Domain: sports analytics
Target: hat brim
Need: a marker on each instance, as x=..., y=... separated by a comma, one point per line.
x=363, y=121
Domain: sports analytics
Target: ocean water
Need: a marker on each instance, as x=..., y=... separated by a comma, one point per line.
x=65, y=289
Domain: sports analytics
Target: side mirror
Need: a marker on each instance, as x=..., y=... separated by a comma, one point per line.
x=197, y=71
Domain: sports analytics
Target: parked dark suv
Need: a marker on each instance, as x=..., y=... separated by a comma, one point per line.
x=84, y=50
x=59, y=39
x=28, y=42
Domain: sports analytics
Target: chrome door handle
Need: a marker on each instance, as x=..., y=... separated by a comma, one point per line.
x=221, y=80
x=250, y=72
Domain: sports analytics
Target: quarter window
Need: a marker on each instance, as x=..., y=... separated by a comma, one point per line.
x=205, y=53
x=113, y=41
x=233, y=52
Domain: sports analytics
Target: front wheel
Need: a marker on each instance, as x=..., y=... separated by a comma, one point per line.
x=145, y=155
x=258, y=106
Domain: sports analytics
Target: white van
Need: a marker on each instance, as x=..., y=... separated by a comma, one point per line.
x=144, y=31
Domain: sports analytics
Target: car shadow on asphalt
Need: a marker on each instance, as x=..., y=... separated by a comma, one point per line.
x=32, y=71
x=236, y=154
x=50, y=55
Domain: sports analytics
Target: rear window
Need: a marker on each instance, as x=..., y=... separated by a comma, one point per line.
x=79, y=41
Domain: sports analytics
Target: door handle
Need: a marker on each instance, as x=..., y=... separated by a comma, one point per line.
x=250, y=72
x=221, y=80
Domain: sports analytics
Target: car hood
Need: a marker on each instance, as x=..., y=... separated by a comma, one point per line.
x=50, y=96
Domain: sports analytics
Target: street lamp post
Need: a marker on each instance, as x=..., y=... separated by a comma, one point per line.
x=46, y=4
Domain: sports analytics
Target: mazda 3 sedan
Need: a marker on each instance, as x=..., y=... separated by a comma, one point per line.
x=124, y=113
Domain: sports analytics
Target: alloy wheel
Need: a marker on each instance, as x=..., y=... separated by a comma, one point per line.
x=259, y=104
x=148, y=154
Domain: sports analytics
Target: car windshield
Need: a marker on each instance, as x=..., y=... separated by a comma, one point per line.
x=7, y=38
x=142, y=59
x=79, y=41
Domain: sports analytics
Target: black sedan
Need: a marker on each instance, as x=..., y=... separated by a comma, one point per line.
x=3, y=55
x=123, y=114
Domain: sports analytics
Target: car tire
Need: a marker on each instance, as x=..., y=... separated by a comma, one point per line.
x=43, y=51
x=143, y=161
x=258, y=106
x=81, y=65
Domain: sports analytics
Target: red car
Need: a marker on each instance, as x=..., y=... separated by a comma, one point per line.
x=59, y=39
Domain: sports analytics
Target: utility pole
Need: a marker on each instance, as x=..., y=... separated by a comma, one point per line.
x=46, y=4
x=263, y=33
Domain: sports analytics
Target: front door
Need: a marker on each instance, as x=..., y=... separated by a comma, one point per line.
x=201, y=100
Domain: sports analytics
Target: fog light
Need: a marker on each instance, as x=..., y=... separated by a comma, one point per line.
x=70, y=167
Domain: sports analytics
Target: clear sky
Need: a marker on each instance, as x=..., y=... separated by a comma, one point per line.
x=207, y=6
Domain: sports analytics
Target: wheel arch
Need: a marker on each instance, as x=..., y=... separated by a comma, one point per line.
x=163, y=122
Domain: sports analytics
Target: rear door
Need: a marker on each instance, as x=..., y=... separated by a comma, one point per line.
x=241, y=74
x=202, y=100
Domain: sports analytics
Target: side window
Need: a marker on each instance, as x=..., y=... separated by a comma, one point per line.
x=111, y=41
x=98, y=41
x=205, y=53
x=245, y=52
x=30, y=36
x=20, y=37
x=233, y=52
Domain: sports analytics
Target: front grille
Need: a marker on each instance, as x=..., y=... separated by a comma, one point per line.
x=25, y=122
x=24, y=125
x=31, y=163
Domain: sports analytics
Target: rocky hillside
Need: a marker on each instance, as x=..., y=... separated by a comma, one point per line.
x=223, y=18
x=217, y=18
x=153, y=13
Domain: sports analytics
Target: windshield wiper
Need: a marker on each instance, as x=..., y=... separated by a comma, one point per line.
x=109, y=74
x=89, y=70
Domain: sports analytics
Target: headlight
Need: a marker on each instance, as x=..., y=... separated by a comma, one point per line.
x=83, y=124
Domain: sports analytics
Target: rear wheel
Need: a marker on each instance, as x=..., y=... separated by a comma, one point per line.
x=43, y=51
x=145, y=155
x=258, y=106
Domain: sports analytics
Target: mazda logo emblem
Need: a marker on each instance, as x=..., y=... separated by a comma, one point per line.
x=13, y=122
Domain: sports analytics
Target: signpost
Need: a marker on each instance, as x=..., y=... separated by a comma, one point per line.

========

### THE PROBLEM
Check every line above for the string "handle" and copy those that have it.

### SOLUTION
Target: chrome door handle
Target: door handle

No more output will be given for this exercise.